# [EXERCISE INSTRUCTIONS]
All the entries that follow are to be returned exactly.

[Start of section]

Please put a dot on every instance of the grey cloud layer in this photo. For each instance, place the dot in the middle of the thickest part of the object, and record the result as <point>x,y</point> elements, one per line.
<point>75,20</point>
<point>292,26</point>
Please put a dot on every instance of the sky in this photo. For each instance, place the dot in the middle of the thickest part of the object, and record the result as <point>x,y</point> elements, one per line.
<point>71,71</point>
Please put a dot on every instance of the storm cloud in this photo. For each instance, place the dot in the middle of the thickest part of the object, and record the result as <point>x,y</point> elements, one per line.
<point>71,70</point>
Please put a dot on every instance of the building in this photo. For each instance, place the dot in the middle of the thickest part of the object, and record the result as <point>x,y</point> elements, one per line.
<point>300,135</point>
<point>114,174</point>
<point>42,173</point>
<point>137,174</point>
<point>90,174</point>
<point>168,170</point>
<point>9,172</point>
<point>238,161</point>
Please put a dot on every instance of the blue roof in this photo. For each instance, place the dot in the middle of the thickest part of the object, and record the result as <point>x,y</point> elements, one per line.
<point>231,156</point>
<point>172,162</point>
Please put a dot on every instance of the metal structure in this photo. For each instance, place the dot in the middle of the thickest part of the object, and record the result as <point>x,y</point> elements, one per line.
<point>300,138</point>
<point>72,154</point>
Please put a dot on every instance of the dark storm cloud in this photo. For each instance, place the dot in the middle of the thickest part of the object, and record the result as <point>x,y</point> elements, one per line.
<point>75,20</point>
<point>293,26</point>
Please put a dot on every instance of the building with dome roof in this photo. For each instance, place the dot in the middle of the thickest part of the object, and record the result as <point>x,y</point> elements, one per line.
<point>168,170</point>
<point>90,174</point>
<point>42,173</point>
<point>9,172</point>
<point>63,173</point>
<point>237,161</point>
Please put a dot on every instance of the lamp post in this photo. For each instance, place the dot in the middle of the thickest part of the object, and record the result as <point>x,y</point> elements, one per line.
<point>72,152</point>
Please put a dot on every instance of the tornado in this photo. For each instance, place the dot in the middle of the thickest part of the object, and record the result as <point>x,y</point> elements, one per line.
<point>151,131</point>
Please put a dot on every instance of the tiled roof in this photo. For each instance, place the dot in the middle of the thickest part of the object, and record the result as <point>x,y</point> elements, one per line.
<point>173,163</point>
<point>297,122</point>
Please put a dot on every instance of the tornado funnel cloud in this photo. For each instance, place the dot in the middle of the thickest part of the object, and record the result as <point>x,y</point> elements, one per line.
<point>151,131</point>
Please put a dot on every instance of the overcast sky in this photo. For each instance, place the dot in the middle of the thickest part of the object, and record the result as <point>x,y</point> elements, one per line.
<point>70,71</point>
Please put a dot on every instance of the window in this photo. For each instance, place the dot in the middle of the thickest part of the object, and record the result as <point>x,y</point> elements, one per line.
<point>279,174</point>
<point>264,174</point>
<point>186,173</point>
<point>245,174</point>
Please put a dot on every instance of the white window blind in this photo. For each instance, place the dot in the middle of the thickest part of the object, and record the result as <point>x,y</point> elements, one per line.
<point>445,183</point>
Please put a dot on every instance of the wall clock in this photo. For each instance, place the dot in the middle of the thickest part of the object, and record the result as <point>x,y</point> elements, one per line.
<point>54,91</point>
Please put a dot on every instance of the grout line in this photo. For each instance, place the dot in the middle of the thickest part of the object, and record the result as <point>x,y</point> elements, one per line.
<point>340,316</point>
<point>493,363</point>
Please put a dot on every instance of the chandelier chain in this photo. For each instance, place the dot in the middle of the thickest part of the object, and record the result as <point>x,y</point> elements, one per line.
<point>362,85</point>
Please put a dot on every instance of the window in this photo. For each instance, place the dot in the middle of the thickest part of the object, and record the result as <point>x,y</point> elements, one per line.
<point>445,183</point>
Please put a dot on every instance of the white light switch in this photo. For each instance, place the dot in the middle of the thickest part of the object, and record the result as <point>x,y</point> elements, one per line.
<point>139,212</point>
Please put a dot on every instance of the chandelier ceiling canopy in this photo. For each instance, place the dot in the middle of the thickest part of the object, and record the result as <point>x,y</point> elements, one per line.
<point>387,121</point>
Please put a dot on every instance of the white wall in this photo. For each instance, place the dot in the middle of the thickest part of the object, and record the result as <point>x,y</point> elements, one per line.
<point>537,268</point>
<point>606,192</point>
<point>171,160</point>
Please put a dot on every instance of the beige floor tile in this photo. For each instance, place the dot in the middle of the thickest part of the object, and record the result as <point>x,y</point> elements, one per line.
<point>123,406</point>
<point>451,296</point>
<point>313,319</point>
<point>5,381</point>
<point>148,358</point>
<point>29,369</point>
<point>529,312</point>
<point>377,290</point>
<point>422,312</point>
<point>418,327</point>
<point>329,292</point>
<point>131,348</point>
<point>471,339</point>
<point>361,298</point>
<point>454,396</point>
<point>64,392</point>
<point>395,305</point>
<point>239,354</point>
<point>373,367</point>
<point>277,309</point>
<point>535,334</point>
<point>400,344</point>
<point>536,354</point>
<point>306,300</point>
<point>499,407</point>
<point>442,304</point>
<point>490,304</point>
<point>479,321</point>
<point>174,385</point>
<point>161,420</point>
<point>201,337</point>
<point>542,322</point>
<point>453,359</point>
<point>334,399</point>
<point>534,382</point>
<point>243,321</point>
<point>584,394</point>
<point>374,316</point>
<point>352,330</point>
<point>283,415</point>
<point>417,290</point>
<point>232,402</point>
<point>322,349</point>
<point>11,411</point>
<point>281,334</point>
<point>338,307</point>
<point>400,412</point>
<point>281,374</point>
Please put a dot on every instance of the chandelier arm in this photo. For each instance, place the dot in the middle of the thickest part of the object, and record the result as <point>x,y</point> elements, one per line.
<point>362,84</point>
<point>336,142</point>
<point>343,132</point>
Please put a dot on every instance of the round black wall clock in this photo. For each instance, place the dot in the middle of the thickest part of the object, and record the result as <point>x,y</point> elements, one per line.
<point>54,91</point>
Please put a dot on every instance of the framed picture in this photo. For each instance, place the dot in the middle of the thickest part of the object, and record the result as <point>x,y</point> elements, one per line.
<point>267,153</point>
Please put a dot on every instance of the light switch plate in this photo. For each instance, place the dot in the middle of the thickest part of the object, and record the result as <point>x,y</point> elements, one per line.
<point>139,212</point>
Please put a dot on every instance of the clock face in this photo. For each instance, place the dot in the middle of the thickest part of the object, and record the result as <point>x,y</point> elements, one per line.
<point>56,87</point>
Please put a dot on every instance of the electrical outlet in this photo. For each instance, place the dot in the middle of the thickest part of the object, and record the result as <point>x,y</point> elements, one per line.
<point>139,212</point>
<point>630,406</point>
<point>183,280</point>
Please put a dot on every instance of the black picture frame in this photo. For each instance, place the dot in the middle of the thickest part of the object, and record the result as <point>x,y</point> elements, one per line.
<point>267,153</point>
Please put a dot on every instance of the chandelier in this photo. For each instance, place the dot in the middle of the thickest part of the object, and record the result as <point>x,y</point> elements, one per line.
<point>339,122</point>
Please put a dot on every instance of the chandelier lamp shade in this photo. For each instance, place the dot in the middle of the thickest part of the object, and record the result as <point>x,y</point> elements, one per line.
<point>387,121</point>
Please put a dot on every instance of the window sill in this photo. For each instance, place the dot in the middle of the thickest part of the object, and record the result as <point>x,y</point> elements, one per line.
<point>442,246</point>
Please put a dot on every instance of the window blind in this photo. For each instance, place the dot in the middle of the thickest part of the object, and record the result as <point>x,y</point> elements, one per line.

[End of section]

# [TASK RESULT]
Please put a dot on every instance of the grey cloud layer in this photo. For each instance, place the dot in the middle of the thickest part of the object, and record the result as <point>x,y</point> elements, one per line.
<point>75,20</point>
<point>292,26</point>
Please put a dot on every instance of the sky in this photo. For each instance, place the dot in the middle of the thickest part of the object, and record the result as <point>x,y</point> elements, one per line.
<point>71,71</point>
Please put a dot on every instance of the storm cloud in this photo. For each instance, place the dot in the middle of the thickest part of the object, and record the result as <point>x,y</point> elements, one per line.
<point>71,70</point>
Please put a dot on every instance of the building in this photo. For each instance, place the dot in the middle of the thickest part of the object, and record the result as <point>x,y</point> elements, one per line.
<point>300,135</point>
<point>114,174</point>
<point>42,173</point>
<point>137,174</point>
<point>90,174</point>
<point>168,170</point>
<point>9,172</point>
<point>238,161</point>
Please put a dot on every instance of the blue roof in this photo. For each instance, place the dot in the middle of the thickest part of the object, and record the result as <point>x,y</point> elements, one per line.
<point>231,156</point>
<point>172,162</point>
Please put a dot on every instance of the metal structure in this photo. For each instance, place the dot in the middle of the thickest part of the object, and record the result as <point>x,y</point> elements, one per line.
<point>300,138</point>
<point>72,154</point>
Please put a dot on every instance of the dark storm cloud in this photo. For each instance, place the dot in the middle of the thickest part of the object, and record the result as <point>x,y</point> elements, one per line.
<point>75,20</point>
<point>293,26</point>
Please put a dot on every instance of the building with dome roof in this photo. For each instance, place the dot in the middle of the thickest part of the object, and record the result as <point>x,y</point> elements, one per line.
<point>168,170</point>
<point>90,174</point>
<point>42,173</point>
<point>9,172</point>
<point>63,173</point>
<point>237,161</point>
Please put a dot on every instance of the lamp post in this photo. For each instance, place the dot in the middle of the thickest part of the object, and record the result as <point>x,y</point> elements, one per line.
<point>72,152</point>
Please put a dot on every instance of the tornado in this photo. For each instance, place the dot in the middle of the thickest part of the object, and record the result as <point>x,y</point> elements, one per line.
<point>151,131</point>
Please put a dot on every instance of the tiled roof in this photo. For each instance, place the dot in the middle of the thickest part of the object, and record the result as <point>x,y</point> elements, one per line.
<point>173,163</point>
<point>297,122</point>
Please put a dot on every instance of the tornado funnel cloud in this photo. For each instance, place the dot in the middle of the thickest part of the object, and record the result as <point>x,y</point> elements, one per line.
<point>151,131</point>
Please put a dot on every instance of the overcast sky in this photo. For each instance, place the dot in the middle of the thickest part of the object, and record the result as <point>x,y</point> elements, one per line.
<point>70,71</point>
Please put a dot on every instance of the window in this photo. For each instance, place the dot in the middle of the thickest part of the object, and record the result as <point>x,y</point> elements, one per line.
<point>279,174</point>
<point>264,174</point>
<point>186,173</point>
<point>245,174</point>
Please put a dot on every instance of the white window blind in this photo. For each instance, place the dot in the middle of the thickest part of the object, and record the result as <point>x,y</point> elements, one per line.
<point>445,183</point>
Please put a dot on every instance of the wall clock in this photo. For each instance, place the dot in the middle of the thickest part of the object, and record the result as <point>x,y</point> elements, one per line.
<point>54,91</point>
Please put a dot on every instance of the grout line in this photo. For each instance, place the dot in the middle of the thickest part of the object, and record the result as <point>x,y</point> elements, one per line.
<point>340,316</point>
<point>493,363</point>
Please put a dot on every instance of the chandelier chain in this photo. For each instance, place the dot in the middle of the thickest part of the object, and record the result as <point>x,y</point> elements, one per line.
<point>362,85</point>
Please put a dot on every instance of the window in this photo. For each instance, place the dot in the middle of the thickest part of the object, and record the result as <point>x,y</point> elements, one per line.
<point>445,183</point>
Please put a dot on every instance of the white light switch in this photo. For each instance, place the dot in the middle of the thickest part of the object, and record the result as <point>x,y</point> elements, one per line.
<point>139,212</point>
Please put a dot on every instance of the chandelier ceiling canopy in this photo. For each instance, place the dot in the middle of the thickest part of the object, and record the result as <point>x,y</point> elements, one per line.
<point>387,121</point>
Please put a dot on every instance of the white wall in this photo. For each instance, place the dot in the middle of the thickest part of the object, and record the result as <point>x,y</point> elements, one per line.
<point>537,268</point>
<point>606,192</point>
<point>171,160</point>
Please put a dot on every instance of the beige floor tile in this photo. For each instance, place the dot in the middle of the thickest part of the object, and record the result as <point>x,y</point> elements, one per line.
<point>123,406</point>
<point>451,296</point>
<point>313,319</point>
<point>5,381</point>
<point>148,358</point>
<point>29,369</point>
<point>529,312</point>
<point>377,290</point>
<point>422,312</point>
<point>418,327</point>
<point>329,292</point>
<point>131,348</point>
<point>471,339</point>
<point>361,298</point>
<point>454,396</point>
<point>64,392</point>
<point>395,305</point>
<point>239,354</point>
<point>373,367</point>
<point>277,309</point>
<point>535,334</point>
<point>400,344</point>
<point>536,354</point>
<point>306,300</point>
<point>499,407</point>
<point>442,304</point>
<point>490,304</point>
<point>479,321</point>
<point>174,385</point>
<point>161,420</point>
<point>201,337</point>
<point>542,322</point>
<point>453,359</point>
<point>334,399</point>
<point>534,382</point>
<point>243,321</point>
<point>584,394</point>
<point>374,316</point>
<point>352,330</point>
<point>283,415</point>
<point>417,290</point>
<point>232,402</point>
<point>322,349</point>
<point>11,411</point>
<point>281,334</point>
<point>338,307</point>
<point>400,412</point>
<point>281,374</point>
Please put a dot on every instance of the chandelier arm in this photo. For each instance, place the dot in the middle of the thickest part of the object, and record the result as <point>x,y</point> elements, one per line.
<point>362,84</point>
<point>336,142</point>
<point>343,132</point>
Please put a dot on every instance of the round black wall clock in this photo. For each instance, place the dot in the middle of the thickest part of the object, and record the result as <point>x,y</point> elements, one per line.
<point>54,91</point>
Please put a dot on every instance of the framed picture in this photo. For each instance, place the dot in the middle of the thickest part of the object, and record the result as <point>x,y</point> elements, one per line.
<point>267,153</point>
Please put a dot on every instance of the light switch plate in this photo. For each instance, place the dot in the middle of the thickest part of the object, and record the result as <point>x,y</point> elements, one per line.
<point>139,212</point>
Please put a dot on every instance of the clock face in this photo. For each instance, place the dot in the middle of the thickest part of the object, and record the result as <point>x,y</point> elements, one per line.
<point>56,87</point>
Please put a dot on every instance of the electrical outlet in this photo. For each instance, place the dot in the middle of the thickest part of the object, and record the result as <point>x,y</point> elements, one per line.
<point>139,212</point>
<point>630,406</point>
<point>183,280</point>
Please put a dot on every instance of the black picture frame in this photo. For each instance, place the dot in the middle of the thickest part of the object, and record the result as <point>x,y</point> elements, one per line.
<point>267,153</point>
Please put a dot on every instance of the chandelier in this photo. For each instance, place the dot in the middle of the thickest part of the object, and record the result as <point>x,y</point> elements, one per line.
<point>339,122</point>
Please put a dot on every instance of the chandelier lamp shade in this photo. For each instance, place the dot in the middle of the thickest part of the object, and record the result as <point>x,y</point> elements, one per line.
<point>387,121</point>
Please put a dot on every instance of the window sill in this photo. For each instance, place the dot in the middle of the thickest part of the object, and record the result as <point>x,y</point> elements, one per line.
<point>442,246</point>
Please put a dot on every instance of the window blind in this photo. For each instance, place the dot in the middle of the thickest part of the object, and record the result as <point>x,y</point> elements, one per line.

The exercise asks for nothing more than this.